GIVEN PASSAGE
########

But before I could take the book to the copier, I began perusing some of the other baseball poetry that appears in Spalding’s book. And I found a great poem that I knew I had to carry with me instead of Casey at the Bat.

I Googled the name of the poet–S.D. Richardson–and nothing came up. No Wikipedia entry, or anything else that might identify who he or she was. The initials made me think of J.K. Rowling, and the story of how her initials were used to mask her identity as a woman when the book first came out. The “S.D.” could mean “Stephen Daniel” or “Stephanie Danielle” or a hundred other things. But in the absence of any evidence, all I can do is wonder about the meaning of these initials.

Not only could I not learn anything of the poet’s identity, but I couldn’t find the poem online, either. It seems that when the world started moving onto the internet, shortly after this 1992 reprint of Spalding’s book appeared, Richardson’s poem didn’t make the leap.

And so, the history geek and the baseball nerd that I am is proud to present what might be the first digital rendering of S.D. Richardson’s “Base Ball.”

Base Ball

by S.D. Richardson

‘Tis a glorious game, with a well-earned fame,

A diamond in royal setting;

And its beautiful rays light up our days

From the field with an emerald fretting.

So day after day I am watching the play,

Absorbed in the outings and innings;

Though I risk not a dime, I’m gainer each time,

And the joy that it gives is my winnings.

But sometimes on a day my mind is away

From the game with an idle perusing,

And I think of another so much like the other

That I blend them together in musing:

‘Tis the old game of life, with its conquest and strife,

With its wonderful outings and innings;

Where the umpire of fate forever doth wait

Giving gladness and sorrow for winnings.

There’s the man at the bat, he’s a king on that plat,

And he watches the ball that is fleeting

Till his blow meets the same, and it soars o’er the game

And receives from the people a greeting.

‘Tis the man who doth wait while fortune that’s great,

Changing hands like the shuttle in weaving.

Comes and touches his mace, and he runs every base,

While the people shout “Luck is retrieving!”

See the pitcher, whose aim is surely not tame,

While his curvings are often perplexing;

And the poise of his fist, with the twist of his wrist,

To those running the bases is vexing.

‘Tis the man who in fame hits the mark all the same,

Though he throws a curved ball there to do it;

And the one who would steal a base on his field,

Will have cause to remember and rue it.

And the catcher with nerve that all good might deserve,

And a visor drawn low for the danger;

With a smile by that base that’s as cruel to face

As the blow of a spiteful sky-ranger–

‘Tis the man of strong nerve, whom no terror can swerve,

And who laughs where the peril is thickest;

And he guards the home base ‘gainst the strong in the race,

And outs them with hand that is quickest.

########

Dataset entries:
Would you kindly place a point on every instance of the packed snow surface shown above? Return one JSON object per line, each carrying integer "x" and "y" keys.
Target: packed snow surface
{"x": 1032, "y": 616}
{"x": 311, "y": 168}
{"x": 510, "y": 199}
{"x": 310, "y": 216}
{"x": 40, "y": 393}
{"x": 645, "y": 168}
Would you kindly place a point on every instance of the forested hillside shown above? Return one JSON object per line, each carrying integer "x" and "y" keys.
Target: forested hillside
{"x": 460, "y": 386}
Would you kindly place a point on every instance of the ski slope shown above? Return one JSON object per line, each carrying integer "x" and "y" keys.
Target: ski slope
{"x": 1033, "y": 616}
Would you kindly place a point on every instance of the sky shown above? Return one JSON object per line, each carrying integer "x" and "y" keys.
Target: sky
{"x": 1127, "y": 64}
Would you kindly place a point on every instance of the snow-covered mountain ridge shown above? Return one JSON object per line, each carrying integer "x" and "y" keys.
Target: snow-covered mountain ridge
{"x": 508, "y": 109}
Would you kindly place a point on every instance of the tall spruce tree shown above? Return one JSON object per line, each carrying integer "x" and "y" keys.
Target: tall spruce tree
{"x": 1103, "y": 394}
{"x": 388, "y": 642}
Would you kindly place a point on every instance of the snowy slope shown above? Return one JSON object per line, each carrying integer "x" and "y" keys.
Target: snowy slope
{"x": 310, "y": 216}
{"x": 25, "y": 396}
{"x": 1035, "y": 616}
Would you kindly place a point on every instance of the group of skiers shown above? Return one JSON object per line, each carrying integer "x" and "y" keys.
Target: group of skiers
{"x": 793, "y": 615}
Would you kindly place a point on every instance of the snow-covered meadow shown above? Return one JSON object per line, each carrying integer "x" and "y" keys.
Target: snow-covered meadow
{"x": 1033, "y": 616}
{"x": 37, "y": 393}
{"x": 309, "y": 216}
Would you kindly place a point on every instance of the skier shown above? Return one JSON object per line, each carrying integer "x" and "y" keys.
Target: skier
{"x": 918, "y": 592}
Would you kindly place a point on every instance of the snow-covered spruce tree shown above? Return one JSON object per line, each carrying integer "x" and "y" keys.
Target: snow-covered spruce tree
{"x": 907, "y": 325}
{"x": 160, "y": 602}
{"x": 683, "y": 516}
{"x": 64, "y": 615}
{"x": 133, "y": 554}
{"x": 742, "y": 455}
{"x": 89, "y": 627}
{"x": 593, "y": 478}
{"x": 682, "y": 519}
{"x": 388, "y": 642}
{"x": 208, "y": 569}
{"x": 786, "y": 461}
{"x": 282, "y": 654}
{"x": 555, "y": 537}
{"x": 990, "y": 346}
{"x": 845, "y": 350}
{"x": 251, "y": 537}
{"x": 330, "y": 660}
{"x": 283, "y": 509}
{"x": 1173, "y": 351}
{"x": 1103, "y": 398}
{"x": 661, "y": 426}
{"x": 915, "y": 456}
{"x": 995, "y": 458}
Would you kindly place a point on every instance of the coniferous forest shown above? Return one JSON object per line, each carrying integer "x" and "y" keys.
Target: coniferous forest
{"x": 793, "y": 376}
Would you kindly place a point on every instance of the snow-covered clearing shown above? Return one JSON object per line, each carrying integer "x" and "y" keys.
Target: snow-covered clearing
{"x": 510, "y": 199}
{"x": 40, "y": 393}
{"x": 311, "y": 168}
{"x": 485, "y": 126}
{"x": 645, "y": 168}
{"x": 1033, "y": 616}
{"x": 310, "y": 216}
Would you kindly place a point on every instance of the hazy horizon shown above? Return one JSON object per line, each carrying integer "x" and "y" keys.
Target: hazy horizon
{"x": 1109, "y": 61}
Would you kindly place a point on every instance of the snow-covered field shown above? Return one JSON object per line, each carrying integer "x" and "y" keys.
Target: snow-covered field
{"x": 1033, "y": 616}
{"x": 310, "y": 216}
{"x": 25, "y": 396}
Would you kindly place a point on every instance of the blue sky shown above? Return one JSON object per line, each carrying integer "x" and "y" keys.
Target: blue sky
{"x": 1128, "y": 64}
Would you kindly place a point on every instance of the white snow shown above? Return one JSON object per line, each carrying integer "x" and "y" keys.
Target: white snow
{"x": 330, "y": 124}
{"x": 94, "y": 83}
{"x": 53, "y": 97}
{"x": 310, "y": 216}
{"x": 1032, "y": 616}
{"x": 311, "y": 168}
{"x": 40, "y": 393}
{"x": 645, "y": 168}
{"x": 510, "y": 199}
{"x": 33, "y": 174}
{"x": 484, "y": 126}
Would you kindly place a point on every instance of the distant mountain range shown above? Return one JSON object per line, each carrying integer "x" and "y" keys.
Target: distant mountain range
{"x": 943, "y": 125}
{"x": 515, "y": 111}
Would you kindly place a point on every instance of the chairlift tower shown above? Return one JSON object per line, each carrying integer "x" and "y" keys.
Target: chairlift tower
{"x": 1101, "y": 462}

########

WHAT THE TASK ASKS
Print the passage about S.D. Richardson's baseball poem word for word, starting with "And so, the" and going on through "an emerald fretting.".

ANSWER BOX
And so, the history geek and the baseball nerd that I am is proud to present what might be the first digital rendering of S.D. Richardson’s “Base Ball.”

Base Ball

by S.D. Richardson

‘Tis a glorious game, with a well-earned fame,

A diamond in royal setting;

And its beautiful rays light up our days

From the field with an emerald fretting.